__Activity 1__.
According to the article on folic acid in corn masa flour, how much folic acid may manufacturers add per pound of corn masa flour?
__Activity 2__.
Write out the part of the article on folic acid in corn masa flour starting with "Folic acid is" and going on through "and corn chips.".

__Source extract__.
____

Folic Acid Enrichment Of Corn Masa Flour Approved By FDA

The US Food and Drug Administration (FDA) has approved the voluntary fortification of corn masa flour with folic acid. Manufacturers may now begin to add up to 0.7 mg of folic acid – the industry standard for other enriched cereal grains – per pound of corn masa flour.

Folic acid is a synthetic form of the B vitamin, folate, which may prevent neural tube defects in newborns, when taken regularly by pregnant women. Pregnant women who have a folate deficiency have an increased risk of giving birth to a child with a neural tube birth defect, which may affect the brain, spine and spinal cord.

Corn masa flour – or masa – is a staple in Latin American cooking. It is made by heating corn in an alkali solution and subsequently grinding the mixture. The masa is used to make a number of food products including tortillas, taco shells, tamales and corn chips.

Manufacturers of breakfast cereals, infant formulas and medical foods, currently have the option of adding folic acid to their products to help consumers get enough of the nutrient from their diets. As of the late 1990s, folic acid supplementation of enriched grain products like breads, pasta and other noodles, has been mandatory.

In 2012, the American Academy of Pediatrics, the March of Dimes Foundation and others, submitted a food additive petition to the FDA to add corn masa flour to the list of products eligible for voluntary fortification with folic acid. The appeal was made to ensure that US women who regularly consume products made with corn masa flour, would have a sufficient intake of folic acid during their childbearing years.

____

__Supplied records__.

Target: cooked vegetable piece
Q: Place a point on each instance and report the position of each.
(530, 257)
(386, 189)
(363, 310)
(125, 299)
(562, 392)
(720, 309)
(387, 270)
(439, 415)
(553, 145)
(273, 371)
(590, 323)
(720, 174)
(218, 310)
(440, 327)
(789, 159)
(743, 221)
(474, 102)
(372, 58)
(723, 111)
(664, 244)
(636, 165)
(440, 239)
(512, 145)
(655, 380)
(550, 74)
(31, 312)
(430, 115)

____

__Written response 1__.
Up to 0.7 mg of folic acid per pound.

__Written response 2__.
Folic acid is a synthetic form of the B vitamin, folate, which may prevent neural tube defects in newborns, when taken regularly by pregnant women. Pregnant women who have a folate deficiency have an increased risk of giving birth to a child with a neural tube birth defect, which may affect the brain, spine and spinal cord.

Corn masa flour – or masa – is a staple in Latin American cooking. It is made by heating corn in an alkali solution and subsequently grinding the mixture. The masa is used to make a number of food products including tortillas, taco shells, tamales and corn chips.